▶ Exercise directions: Copy the records exactly. Include every line.

▶ Supplied data:
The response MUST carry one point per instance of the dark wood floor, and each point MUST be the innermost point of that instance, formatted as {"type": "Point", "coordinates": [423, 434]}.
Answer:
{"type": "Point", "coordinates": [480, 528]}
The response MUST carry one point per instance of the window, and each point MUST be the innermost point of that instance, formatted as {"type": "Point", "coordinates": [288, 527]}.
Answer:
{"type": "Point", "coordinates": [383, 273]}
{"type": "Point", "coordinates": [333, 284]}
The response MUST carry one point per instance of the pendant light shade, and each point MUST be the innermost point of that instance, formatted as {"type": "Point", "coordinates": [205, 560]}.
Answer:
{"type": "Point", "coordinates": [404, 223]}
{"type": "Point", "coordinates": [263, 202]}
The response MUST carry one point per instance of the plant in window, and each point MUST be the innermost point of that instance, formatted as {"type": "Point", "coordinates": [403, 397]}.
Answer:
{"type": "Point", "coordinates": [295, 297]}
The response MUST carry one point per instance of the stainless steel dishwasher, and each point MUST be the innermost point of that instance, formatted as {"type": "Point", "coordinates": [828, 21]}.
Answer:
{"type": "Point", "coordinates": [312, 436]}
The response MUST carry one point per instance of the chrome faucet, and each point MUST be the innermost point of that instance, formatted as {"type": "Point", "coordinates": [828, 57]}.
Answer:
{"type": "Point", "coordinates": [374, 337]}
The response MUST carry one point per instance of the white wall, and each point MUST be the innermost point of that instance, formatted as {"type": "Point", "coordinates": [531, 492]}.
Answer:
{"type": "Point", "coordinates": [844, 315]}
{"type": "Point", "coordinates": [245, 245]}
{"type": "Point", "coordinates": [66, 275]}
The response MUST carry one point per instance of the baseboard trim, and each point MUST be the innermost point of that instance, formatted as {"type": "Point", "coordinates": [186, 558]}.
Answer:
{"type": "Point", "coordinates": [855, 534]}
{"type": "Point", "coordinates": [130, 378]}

▶ Finished task:
The response MUST carry one point per instance of the dark wood floor, and each point MUST be the innermost point of that instance, formatted as {"type": "Point", "coordinates": [423, 434]}.
Answer:
{"type": "Point", "coordinates": [480, 528]}
The response MUST carry one point per instance of the window, and each point MUST be the innermost point of that instance, formatted as {"type": "Point", "coordinates": [288, 527]}.
Answer:
{"type": "Point", "coordinates": [383, 273]}
{"type": "Point", "coordinates": [333, 284]}
The response MUST carry one point per instance of the pendant light shade, and each point MUST be the innermost point of that instance, formatted as {"type": "Point", "coordinates": [205, 560]}.
Answer:
{"type": "Point", "coordinates": [404, 223]}
{"type": "Point", "coordinates": [263, 202]}
The response MUST carry one point per instance of the plant in window, and each point MUST be the innermost point of that instance, formatted as {"type": "Point", "coordinates": [403, 397]}.
Answer:
{"type": "Point", "coordinates": [295, 297]}
The response MUST carry one point per instance of the stainless steel dishwasher, and each point MUST be the innermost point of that instance, formatted as {"type": "Point", "coordinates": [828, 21]}.
Answer:
{"type": "Point", "coordinates": [312, 436]}
The response MUST carry one point per instance of the chrome faucet, and each point MUST be the innermost point of that instance, formatted as {"type": "Point", "coordinates": [828, 57]}.
Answer:
{"type": "Point", "coordinates": [374, 337]}
The response MUST carry one point per instance of the white wall, and each point MUST be the innermost point of that instance, formatted as {"type": "Point", "coordinates": [531, 492]}.
Answer:
{"type": "Point", "coordinates": [844, 315]}
{"type": "Point", "coordinates": [245, 245]}
{"type": "Point", "coordinates": [66, 275]}
The response MUST carry one point per instance of the baseboard trim, and each point MUST be the innermost point of that instance, formatted as {"type": "Point", "coordinates": [186, 558]}.
Answer:
{"type": "Point", "coordinates": [855, 534]}
{"type": "Point", "coordinates": [130, 378]}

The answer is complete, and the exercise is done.